◆ Selected extract:
※

‘Judy’: Beyond This Grammy Nominated Film’s Rainbow is a Wider Complexity of Queer Culture

Judy

Renée Zellweger, who played Judy Garland in the biopic 'Judy,' poses on the red carpet in London upon arrival for the 2019 European premiere of the film. Photo: Tolga Akmen/AFP via Getty Images

After winning an Academy Award for best actress for her performance in Judy (2019), Renée Zellweger is up for a Grammy for the Judy soundtrack in the category of best traditional pop vocal album. The film follows the career of Judy Garland, a beloved and well-known queer icon of the 20th century.

The film depicts Garland’s importance to gay fans in scenes featuring fictional gay couple Stan (Daniel Cerqueira) and Dan (Andy Nyman), who befriend the star at a time when she feels abandoned by everyone else in her life. These scenes allude to the deep and complex history of queer audiences that have grown around divas like Judy Garland.

※

◆ Extracted entries:

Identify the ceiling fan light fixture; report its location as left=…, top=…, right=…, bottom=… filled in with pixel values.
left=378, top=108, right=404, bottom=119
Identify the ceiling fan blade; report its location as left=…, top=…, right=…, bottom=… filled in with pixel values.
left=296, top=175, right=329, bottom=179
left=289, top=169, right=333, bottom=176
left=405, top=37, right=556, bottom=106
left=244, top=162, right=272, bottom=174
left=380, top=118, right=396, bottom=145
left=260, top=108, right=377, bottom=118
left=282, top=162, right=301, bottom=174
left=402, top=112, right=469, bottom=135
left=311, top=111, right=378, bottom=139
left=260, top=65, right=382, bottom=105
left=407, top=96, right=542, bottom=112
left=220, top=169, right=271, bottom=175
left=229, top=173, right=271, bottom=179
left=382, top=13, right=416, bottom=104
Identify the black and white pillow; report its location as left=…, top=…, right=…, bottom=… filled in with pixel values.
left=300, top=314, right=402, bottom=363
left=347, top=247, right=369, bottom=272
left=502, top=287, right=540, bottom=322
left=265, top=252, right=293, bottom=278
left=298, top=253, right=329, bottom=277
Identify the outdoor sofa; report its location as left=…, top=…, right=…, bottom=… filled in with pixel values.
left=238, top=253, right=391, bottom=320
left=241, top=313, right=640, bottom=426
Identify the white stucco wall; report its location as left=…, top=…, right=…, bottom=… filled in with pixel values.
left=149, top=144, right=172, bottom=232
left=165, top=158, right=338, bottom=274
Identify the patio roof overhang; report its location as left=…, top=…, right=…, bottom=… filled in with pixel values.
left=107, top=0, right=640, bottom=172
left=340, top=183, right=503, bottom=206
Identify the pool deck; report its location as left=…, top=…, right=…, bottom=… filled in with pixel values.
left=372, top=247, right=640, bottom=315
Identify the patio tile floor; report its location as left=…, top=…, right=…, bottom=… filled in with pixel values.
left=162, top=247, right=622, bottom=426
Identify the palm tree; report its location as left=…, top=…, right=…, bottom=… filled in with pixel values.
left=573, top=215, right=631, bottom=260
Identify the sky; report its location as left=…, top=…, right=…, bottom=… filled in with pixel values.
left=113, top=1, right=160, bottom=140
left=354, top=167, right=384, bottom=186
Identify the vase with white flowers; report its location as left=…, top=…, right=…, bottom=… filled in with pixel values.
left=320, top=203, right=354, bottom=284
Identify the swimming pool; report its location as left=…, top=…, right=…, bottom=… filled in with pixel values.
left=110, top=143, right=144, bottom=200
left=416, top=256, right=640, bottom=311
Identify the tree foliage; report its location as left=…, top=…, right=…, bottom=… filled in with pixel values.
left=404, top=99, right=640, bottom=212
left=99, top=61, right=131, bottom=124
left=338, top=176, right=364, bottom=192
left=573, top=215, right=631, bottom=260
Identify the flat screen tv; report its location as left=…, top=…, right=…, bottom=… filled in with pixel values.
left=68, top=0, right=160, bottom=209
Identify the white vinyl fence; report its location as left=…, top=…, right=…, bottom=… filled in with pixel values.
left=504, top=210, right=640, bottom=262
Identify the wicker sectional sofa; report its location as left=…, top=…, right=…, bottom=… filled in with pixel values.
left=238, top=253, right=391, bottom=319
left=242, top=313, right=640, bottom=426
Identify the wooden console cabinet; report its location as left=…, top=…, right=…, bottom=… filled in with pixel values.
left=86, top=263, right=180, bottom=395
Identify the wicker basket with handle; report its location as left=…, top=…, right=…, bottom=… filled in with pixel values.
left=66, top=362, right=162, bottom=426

※

◆ Required tasks:
1. Answer these questions from the article on the film Judy:
(a) In which Grammy category is the Judy soundtrack nominated?
(b) Which actors play Stan and Dan?
(c) In what city and at what event was Renée Zellweger photographed on the red carpet?
2. Does each statement agree with the article on the film Judy? Give yes or no, and quote the deciding words.
(a) Renée Zellweger won an Academy Award for best actress for her role in Judy.
(b) Stan and Dan are based on a real couple who knew Garland.
(c) Stan and Dan befriend Garland when she feels abandoned by everyone else in her life.

◆ Results of the tasks:
1.
(a) Best traditional pop vocal album.
(b) Daniel Cerqueira plays Stan, and Andy Nyman plays Dan.
(c) London, upon arrival for the 2019 European premiere of the film.

2.
(a) Yes: "After winning an Academy Award for best actress for her performance in Judy (2019)"
(b) No: "fictional gay couple Stan (Daniel Cerqueira) and Dan (Andy Nyman)"
(c) Yes: "who befriend the star at a time when she feels abandoned by everyone else in her life"